====== DOCUMENT TEXT ======
Note 13. Stockholders’ Equity Common Stock

 

Issuance of common stocks and warrants :

 

For year ended December 31, 2023:

 

On January 18, 2023 and February 18, 2023, the Company issued to Charles Hyatt, a director, an aggregate of 11,428,570 units, with each unit consisting of one share of common stock and a two-year warrant to purchase one share of common stock at an exercise price of $0.0175 per share in consideration of $200,000.

 

On March 31, 2023, the Company issued 61,677 shares of common stock to Robert Carmichael for payment of interest on the convertible demand note for the three months ending March 31, 2023. The fair value of these shares was $1,336.

 

On June 30, 2023, the Company issued 61,677 shares of common stock to Robert Carmichael for payment of interest on the convertible demand note for the three months ending June 30, 2023. The fair value of these shares was $1,287.

 

On September 30, 2023, the Company issued 61,677 shares of common stock to Robert Carmichael for payment of interest on the convertible demand note for the three months ending September 30, 2023. The fair value of these shares was $1,287.

 

On December 31, 2023, the Company issued 61,677 shares of common stock to Robert Carmichael for payment of interest on the convertible demand note for the three months ending December 31, 2023. The fair value of these shares was $1,287.

 

For year ended December 31, 2024:

 

On March 31, 2024, the Company issued 61,677 shares of common stock to Robert Carmichael for payment of interest on the convertible demand note for the three months ending March 31, 2024. The fair value of these shares was $4,007.

 

On March 31, 2024, the Company issued an aggregate of 136,527 shares of common stock to the holders of convertible notes for payment of interest for the three months ending March 31, 2024. The fair value of these shares was $7,000.

 

On June 30, 2024, the Company issued 123,354 shares of common stock to Robert Carmichael for payment of interest on the convertible demand note for the three months ending June 30, 2024. The fair value of these shares was $2,672.

 

On June 30, 2024, the Company issued an aggregate of 136,527 shares of common stock to the holders of convertible notes for payment of interest for the three months ending June 30, 2024. The fair value of these shares was $4,328.

 

 

On August 15, 2024 the Company issued 850,000 shares of common stock to the holders of convertible notes for payment of professional services. The fair market value of these shares was $8,500.
======
■ TASKS TO CARRY OUT:
1/ From the stockholders' equity note, quote verbatim the part that opens with the words containing "On January 18, 2023" and closes with "shares was $1,336.".
2/ Pull out each line of the listing below that contains the string "plank", treating uppercase and lowercase as distinct.
====== DATA SHOWN ======
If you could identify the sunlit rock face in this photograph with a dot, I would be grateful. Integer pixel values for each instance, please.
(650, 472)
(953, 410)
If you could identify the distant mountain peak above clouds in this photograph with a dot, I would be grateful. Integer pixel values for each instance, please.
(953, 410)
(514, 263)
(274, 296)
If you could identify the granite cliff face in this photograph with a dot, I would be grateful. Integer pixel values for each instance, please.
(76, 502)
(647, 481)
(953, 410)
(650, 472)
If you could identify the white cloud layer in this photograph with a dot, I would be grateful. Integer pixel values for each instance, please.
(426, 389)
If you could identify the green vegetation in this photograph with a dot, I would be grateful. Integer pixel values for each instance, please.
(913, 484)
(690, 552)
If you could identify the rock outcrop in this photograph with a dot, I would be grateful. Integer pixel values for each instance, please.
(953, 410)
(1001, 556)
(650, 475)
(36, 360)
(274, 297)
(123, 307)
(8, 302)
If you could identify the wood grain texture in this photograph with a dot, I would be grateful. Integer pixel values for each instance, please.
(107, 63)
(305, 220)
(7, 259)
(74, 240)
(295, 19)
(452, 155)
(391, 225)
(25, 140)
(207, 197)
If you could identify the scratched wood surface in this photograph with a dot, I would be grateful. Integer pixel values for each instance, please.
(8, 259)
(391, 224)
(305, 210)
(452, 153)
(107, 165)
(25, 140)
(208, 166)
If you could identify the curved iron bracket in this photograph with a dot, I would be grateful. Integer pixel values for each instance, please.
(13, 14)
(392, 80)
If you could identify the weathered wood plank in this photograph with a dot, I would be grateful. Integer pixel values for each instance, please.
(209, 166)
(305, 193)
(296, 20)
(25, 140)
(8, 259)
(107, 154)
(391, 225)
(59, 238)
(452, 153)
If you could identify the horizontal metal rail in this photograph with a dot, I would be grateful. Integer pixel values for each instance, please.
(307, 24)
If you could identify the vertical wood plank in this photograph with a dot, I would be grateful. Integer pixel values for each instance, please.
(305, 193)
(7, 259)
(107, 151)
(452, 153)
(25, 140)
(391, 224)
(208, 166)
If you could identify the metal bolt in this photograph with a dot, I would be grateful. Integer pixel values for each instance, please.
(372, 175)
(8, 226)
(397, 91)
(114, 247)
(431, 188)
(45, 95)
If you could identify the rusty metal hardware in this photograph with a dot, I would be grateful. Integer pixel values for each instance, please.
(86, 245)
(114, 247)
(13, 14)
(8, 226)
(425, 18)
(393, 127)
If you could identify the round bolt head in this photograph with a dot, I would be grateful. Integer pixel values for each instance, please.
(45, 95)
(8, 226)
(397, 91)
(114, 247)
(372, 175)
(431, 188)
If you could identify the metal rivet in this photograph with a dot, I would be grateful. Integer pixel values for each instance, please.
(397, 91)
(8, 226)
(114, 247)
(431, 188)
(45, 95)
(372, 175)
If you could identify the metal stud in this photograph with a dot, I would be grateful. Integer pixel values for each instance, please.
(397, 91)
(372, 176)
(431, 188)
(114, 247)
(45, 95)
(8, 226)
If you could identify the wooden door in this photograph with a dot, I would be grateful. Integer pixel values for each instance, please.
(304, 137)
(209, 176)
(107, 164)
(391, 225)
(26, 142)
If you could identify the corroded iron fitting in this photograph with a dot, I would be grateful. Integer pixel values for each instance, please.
======
■ FINAL RESULTS:
1/
On January 18, 2023 and February 18, 2023, the Company issued to Charles Hyatt, a director, an aggregate of 11,428,570 units, with each unit consisting of one share of common stock and a two-year warrant to purchase one share of common stock at an exercise price of $0.0175 per share in consideration of $200,000.

 

On March 31, 2023, the Company issued 61,677 shares of common stock to Robert Carmichael for payment of interest on the convertible demand note for the three months ending March 31, 2023. The fair value of these shares was $1,336.

2/
If you could identify the weathered wood plank in this photograph with a dot, I would be grateful. Integer pixel values for each instance, please.
If you could identify the vertical wood plank in this photograph with a dot, I would be grateful. Integer pixel values for each instance, please.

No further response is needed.